TASK STATEMENT >> Return, word for word, the part of the post below about a day shift that opens with the words containing "All she had" and closes with "when you're done.".

**** READING PASSAGE

I went in yesterday for a day shift. What a difference a day makes. Day shift-Wednesday is only a third the intensity of night shift-Monday-post holiday. I saw 11 patients. In 10 hours. That's just silly. Got out of work early--first time in 5 months!
I had a terrible medical student. Just a mouth breathing idiot. She tried to make up for an absence of medical knowledge by being chatty. I tolerated her, and gave her my friendly act because I know how much it sucks to be a medical student, but she was just a zero. Mercifully she is going into a field where her potential to destroy lives will be minimal. I asked her to do one thing--one F'ing thing in a 10 hour shift--"Get your lunch and come back here to eat it in the radio room. That way you can keep an eye on your patients and if somethign interesting comes in you won't miss it."
I promise my med students two things: a)they'll be worked hard, but b) they won't be abused. They will have time to get food and eat, I'll get them out on time, and I'll send them out early if their work is done. That's a square deal.
All she had to do was get some food and come back, and she couldn't even manage that. Fifty minutes later she came back--she had met a friend she hadn't seen for six months. WTF? Where did she learn this crap? You're going to be a DOCTOR, you little twit! Have a little pride and work ethic. I wouldn't have failed her for that, but if it was me filling out her evaluation I'd be damn sure she didn't get any better than a C for the rotation. It's not complicated: show up on time, work as hard as you can, and leave when you're done.

********
**** DATA

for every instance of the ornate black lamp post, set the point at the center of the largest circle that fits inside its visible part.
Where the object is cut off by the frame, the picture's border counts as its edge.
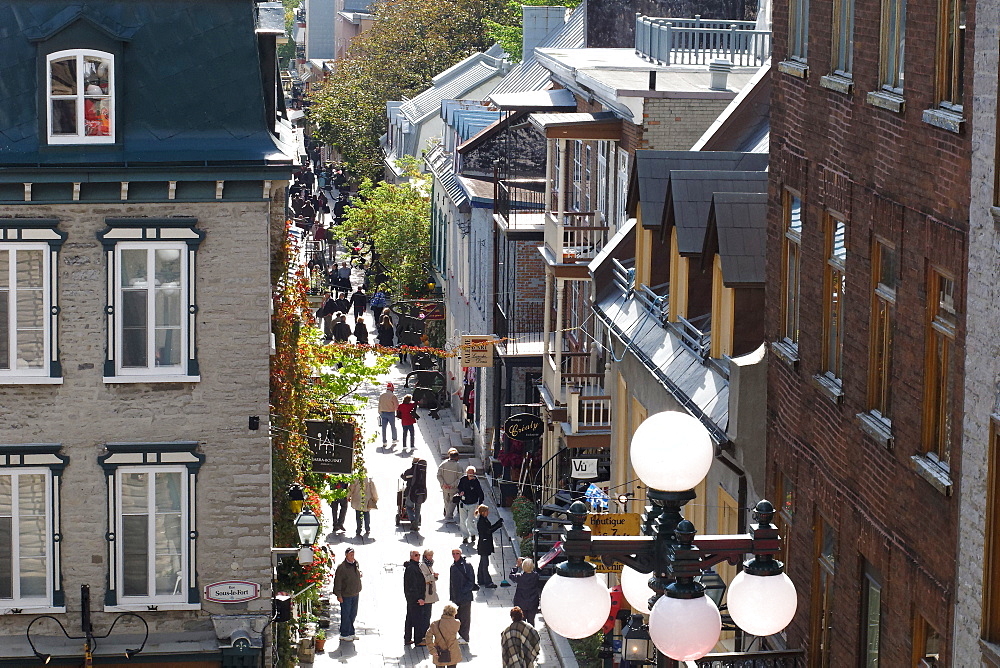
(671, 453)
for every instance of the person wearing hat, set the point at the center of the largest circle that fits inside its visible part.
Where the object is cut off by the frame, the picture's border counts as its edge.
(449, 473)
(347, 589)
(388, 404)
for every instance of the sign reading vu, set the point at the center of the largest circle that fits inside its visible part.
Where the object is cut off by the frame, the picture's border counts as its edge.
(332, 445)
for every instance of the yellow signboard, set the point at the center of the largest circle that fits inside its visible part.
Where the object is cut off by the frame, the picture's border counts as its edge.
(612, 524)
(477, 350)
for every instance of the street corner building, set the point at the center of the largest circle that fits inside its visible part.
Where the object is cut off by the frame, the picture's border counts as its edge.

********

SOLUTION >>
All she had to do was get some food and come back, and she couldn't even manage that. Fifty minutes later she came back--she had met a friend she hadn't seen for six months. WTF? Where did she learn this crap? You're going to be a DOCTOR, you little twit! Have a little pride and work ethic. I wouldn't have failed her for that, but if it was me filling out her evaluation I'd be damn sure she didn't get any better than a C for the rotation. It's not complicated: show up on time, work as hard as you can, and leave when you're done.